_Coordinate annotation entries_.

• • • • • • •

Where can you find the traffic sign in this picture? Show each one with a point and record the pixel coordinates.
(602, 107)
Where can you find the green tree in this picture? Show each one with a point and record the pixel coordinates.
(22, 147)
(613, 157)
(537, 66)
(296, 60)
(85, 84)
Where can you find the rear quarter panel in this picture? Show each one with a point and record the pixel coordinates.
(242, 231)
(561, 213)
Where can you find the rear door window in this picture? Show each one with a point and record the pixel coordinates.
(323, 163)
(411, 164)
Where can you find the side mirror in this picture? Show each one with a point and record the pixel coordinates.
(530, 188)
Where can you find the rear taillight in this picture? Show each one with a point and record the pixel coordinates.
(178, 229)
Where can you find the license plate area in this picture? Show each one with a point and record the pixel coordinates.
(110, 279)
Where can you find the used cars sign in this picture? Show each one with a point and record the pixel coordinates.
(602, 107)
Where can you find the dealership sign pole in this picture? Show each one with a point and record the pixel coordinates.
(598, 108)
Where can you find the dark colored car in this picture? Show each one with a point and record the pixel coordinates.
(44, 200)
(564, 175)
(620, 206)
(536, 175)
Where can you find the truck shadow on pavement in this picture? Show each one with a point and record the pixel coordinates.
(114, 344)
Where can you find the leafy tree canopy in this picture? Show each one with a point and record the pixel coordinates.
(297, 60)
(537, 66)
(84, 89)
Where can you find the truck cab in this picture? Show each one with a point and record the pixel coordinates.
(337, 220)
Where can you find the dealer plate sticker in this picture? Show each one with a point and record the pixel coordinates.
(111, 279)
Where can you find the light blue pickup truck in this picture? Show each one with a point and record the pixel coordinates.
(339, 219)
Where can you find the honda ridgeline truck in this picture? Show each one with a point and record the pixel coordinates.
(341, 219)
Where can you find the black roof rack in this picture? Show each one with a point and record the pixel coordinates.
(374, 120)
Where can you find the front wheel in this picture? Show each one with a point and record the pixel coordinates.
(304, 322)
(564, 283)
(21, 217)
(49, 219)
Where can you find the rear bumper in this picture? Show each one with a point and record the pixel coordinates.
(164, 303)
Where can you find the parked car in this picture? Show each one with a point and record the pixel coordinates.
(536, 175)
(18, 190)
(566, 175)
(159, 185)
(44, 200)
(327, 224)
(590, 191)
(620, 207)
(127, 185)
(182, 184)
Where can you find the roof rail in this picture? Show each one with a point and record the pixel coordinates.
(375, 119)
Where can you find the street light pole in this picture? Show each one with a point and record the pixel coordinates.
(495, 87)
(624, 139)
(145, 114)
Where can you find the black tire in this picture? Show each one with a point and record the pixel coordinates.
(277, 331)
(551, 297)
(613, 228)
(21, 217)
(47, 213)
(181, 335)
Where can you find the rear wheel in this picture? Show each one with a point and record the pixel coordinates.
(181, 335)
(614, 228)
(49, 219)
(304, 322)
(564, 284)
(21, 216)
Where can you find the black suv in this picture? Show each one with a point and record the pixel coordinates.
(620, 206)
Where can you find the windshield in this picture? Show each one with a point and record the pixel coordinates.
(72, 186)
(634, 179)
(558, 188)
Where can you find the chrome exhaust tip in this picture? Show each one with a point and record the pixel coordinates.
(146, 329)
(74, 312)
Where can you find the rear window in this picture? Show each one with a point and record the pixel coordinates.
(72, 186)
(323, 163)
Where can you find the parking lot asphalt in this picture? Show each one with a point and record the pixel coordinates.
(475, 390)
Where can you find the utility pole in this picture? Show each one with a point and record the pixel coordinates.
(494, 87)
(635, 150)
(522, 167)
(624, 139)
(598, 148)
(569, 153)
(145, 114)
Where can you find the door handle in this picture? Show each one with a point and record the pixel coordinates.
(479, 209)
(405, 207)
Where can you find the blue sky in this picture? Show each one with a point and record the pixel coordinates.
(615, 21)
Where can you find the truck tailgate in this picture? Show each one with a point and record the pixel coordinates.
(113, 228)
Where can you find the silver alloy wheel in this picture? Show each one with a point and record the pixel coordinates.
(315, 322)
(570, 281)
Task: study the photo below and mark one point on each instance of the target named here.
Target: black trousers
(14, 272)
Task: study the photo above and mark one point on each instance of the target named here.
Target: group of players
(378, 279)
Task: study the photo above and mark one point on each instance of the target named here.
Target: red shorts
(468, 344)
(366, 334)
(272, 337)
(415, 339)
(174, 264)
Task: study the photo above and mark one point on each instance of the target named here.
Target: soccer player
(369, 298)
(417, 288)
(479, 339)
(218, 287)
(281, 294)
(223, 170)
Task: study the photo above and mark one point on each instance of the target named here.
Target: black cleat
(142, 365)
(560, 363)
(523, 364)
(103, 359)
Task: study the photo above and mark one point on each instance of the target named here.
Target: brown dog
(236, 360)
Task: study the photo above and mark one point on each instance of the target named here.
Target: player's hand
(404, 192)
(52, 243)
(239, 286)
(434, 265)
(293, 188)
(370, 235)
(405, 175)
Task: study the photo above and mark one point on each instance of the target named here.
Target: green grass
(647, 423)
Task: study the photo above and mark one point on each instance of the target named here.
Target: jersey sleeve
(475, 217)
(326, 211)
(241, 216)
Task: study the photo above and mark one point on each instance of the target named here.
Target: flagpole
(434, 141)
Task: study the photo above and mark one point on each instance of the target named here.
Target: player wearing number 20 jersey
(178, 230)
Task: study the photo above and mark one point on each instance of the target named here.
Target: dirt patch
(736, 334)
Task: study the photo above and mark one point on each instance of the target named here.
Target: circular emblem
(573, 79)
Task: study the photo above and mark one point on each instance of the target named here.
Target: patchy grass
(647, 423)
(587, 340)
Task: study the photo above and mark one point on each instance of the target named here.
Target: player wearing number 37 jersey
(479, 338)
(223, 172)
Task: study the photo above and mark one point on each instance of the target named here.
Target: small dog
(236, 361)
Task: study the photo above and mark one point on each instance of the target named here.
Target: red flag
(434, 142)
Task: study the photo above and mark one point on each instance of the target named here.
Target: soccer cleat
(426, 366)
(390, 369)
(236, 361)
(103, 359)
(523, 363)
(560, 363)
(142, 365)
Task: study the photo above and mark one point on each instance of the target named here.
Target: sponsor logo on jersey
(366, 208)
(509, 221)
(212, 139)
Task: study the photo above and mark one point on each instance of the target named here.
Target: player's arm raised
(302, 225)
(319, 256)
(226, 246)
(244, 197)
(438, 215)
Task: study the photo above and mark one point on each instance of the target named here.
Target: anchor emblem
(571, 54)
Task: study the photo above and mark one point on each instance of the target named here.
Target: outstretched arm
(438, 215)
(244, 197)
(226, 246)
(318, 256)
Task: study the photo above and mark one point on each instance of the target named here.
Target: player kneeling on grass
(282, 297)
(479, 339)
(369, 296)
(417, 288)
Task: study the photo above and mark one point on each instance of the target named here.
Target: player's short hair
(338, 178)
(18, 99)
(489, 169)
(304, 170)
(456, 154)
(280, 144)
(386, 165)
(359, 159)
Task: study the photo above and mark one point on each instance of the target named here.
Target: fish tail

• • • • • • •

_Short task_. Go through the data and return every record exactly.

_Problem solution_.
Where can you find the traffic sign in this picture? Show each one with a point and record the pixel coordinates.
(602, 107)
Where can you find the green tree in this picture? Show each one with a point and record the pixel coordinates.
(22, 147)
(613, 157)
(537, 66)
(296, 60)
(85, 84)
Where can you find the rear quarter panel in this picture? Show each one with a point and record the pixel coordinates.
(242, 231)
(561, 213)
Where can you find the rear door window in this picture? Show each one with a point and record the pixel coordinates.
(323, 163)
(411, 164)
Where can you find the side mirror in this picture? Show each one with a point and record the pixel coordinates.
(530, 188)
Where can you find the rear taillight in this picture? Show each one with a point and record the pixel coordinates.
(178, 229)
Where can you find the license plate area in this picture? Show each one with a point and record the pixel coordinates.
(110, 279)
Where can you find the used cars sign in this picture? Show each one with a point and record the pixel coordinates.
(602, 107)
Where can you find the dealership sign pole in this picture? Show each one with a point and record the pixel coordinates.
(598, 108)
Where can you find the dark colored car in this picture? Show each one with a point and record the pixel coordinates.
(44, 200)
(564, 175)
(620, 206)
(536, 175)
Where can you find the truck shadow on pavement in this picture? Show each one with a point and record the pixel coordinates.
(114, 344)
Where can you find the leafy tree canopy in this picture? Show each one with a point and record the pixel coordinates.
(297, 60)
(537, 66)
(84, 89)
Where can you find the truck cab in this picture? Show each one with a point and record the pixel coordinates.
(337, 220)
Where can you find the dealer plate sticker in this picture? Show each one with a point and record the pixel coordinates.
(111, 279)
Where can you find the light blue pickup truck in this picture? Show each one with a point and record the pixel coordinates.
(339, 219)
Where can you find the honda ridgeline truck in this picture? Show each one with a point and record the pixel coordinates.
(341, 219)
Where can you find the black roof rack in this picture? Show each one with a point and record the pixel coordinates.
(374, 120)
Where can you find the front wheel in this picture? Show each one with a point and record the pixel coordinates.
(304, 322)
(564, 283)
(21, 217)
(49, 219)
Where can you find the rear bumper in this picture? Show each one with a point and record the pixel coordinates.
(164, 303)
Where can you find the parked car in this picture? Show each one with a point and record the pixel coordinates.
(536, 175)
(18, 190)
(566, 175)
(159, 185)
(44, 200)
(327, 224)
(590, 191)
(620, 207)
(127, 185)
(182, 184)
Where can you find the roof rail in this picture? Show each one with a point and record the pixel coordinates.
(375, 119)
Where can you find the street light pole in this picture? Show each one with a point and record the pixel coordinates.
(495, 87)
(624, 139)
(145, 114)
Where can you find the black tire in this picture? Show each one with a point and record the pixel coordinates.
(277, 331)
(551, 297)
(613, 228)
(21, 217)
(47, 213)
(181, 335)
Where can you find the rear wheel in this picture? Show each one with a point and record the pixel coordinates.
(181, 335)
(614, 228)
(49, 219)
(304, 322)
(564, 284)
(21, 216)
Where can you find the black suv in this picture? Show each one with a point and record the pixel coordinates.
(620, 206)
Where can you find the windshield in this picture? Show each one with a point and record the pixel coordinates.
(72, 186)
(634, 179)
(558, 188)
Where can you find the chrome exhaust tip in this picture? Show each one with a point and record the pixel coordinates.
(146, 329)
(74, 312)
Where can you find the rear window in this picture? Show each one with a point and record the pixel coordinates.
(72, 186)
(323, 163)
Where can you find the parking lot asphalt in this picture? Show each one with a point and record the pixel coordinates.
(475, 390)
Where can you find the utility pole in this picture? Show each one with a point and record the pixel coordinates.
(494, 87)
(635, 150)
(522, 167)
(624, 139)
(598, 148)
(569, 153)
(145, 114)
Where can you find the door handle in this picture? Show each one with a point and record the pixel coordinates.
(479, 209)
(405, 207)
Where can you find the blue sky in this picture? Show each one with a point and record the pixel coordinates.
(615, 21)
Where can you find the truck tailgate in this picture? Show each one with a point and record the pixel coordinates.
(113, 228)
Where can you find the silver alloy wheel in this picture? Show each one with a point and record the pixel coordinates.
(315, 322)
(570, 281)
Task: study the photo below and mark one point on each instance of the target named here.
Target: black trousers
(14, 272)
Task: study the photo above and mark one point on each instance of the target named here.
Target: group of players
(378, 279)
Task: study the photo above and mark one point on each instance of the target named here.
Target: red shorts
(468, 344)
(366, 334)
(272, 337)
(415, 339)
(174, 264)
Task: study the photo above and mark one point on each instance of the target named here.
Target: soccer player
(369, 298)
(417, 288)
(479, 339)
(218, 287)
(281, 294)
(223, 170)
Task: study the photo above and mark one point on each instance of the target named here.
Target: black cleat
(142, 365)
(560, 363)
(523, 364)
(103, 359)
Task: study the photo above and mark one point on each instance of the target named here.
Target: brown dog
(236, 360)
Task: study the photo above and mark one point on each instance of the target named here.
Target: player's hand
(404, 192)
(52, 243)
(239, 286)
(434, 265)
(293, 188)
(370, 235)
(405, 175)
Task: study the photo above and mark one point on each instance of the target named here.
Target: green grass
(647, 423)
Task: study the photo above and mark one point on each instance of the target named here.
Target: jersey sleeve
(475, 217)
(326, 211)
(241, 216)
Task: study the photo above and mark one point on each instance of the target named here.
Target: flagpole
(434, 141)
Task: study the photo above and mark one point on each instance of the target named here.
Target: player wearing number 20 jersey
(178, 230)
Task: study the photo above and mark one point on each instance of the target named here.
Target: dirt patch
(736, 334)
Task: study the photo above and mark one point on each instance of the target named here.
Target: circular emblem
(573, 79)
Task: study the photo above and mark one point on each instance of the target named here.
Target: patchy grass
(647, 423)
(587, 340)
Task: study the photo above and mark one point on each instance of the target named here.
Target: player wearing number 37 jersey
(479, 338)
(223, 172)
Task: study the photo above and mark one point on each instance of the target named here.
Target: small dog
(236, 361)
Task: study the photo above and mark one point on each instance of the target named here.
Target: red flag
(434, 142)
Task: study the photo above and mark one point on each instance of the target named here.
Target: soccer cleat
(426, 366)
(390, 369)
(236, 361)
(103, 359)
(523, 363)
(560, 363)
(142, 365)
Task: study the photo above and mark one point on each instance of the target named here.
Target: sponsor logo on jersey
(366, 208)
(509, 221)
(212, 139)
Task: study the photo above and mark one point on each instance of the target named here.
Target: player's arm raised
(302, 225)
(319, 256)
(226, 246)
(244, 197)
(438, 215)
Task: study the photo above and mark one point on each instance of the target named here.
Target: anchor emblem
(571, 54)
Task: study the photo above and mark one point on each instance of the target named here.
Target: outstretched arm
(438, 215)
(244, 197)
(226, 246)
(318, 256)
Task: study the photo above and mark one point on each instance of the target named here.
Target: player kneeling on grass
(282, 297)
(479, 339)
(369, 296)
(417, 288)
Task: study the photo above and mark one point on each instance of the target named here.
Target: player's short hair
(338, 178)
(18, 99)
(489, 169)
(304, 170)
(456, 154)
(280, 144)
(386, 165)
(359, 159)
Task: study the photo above and mark one point on each instance of the target named here.
Target: fish tail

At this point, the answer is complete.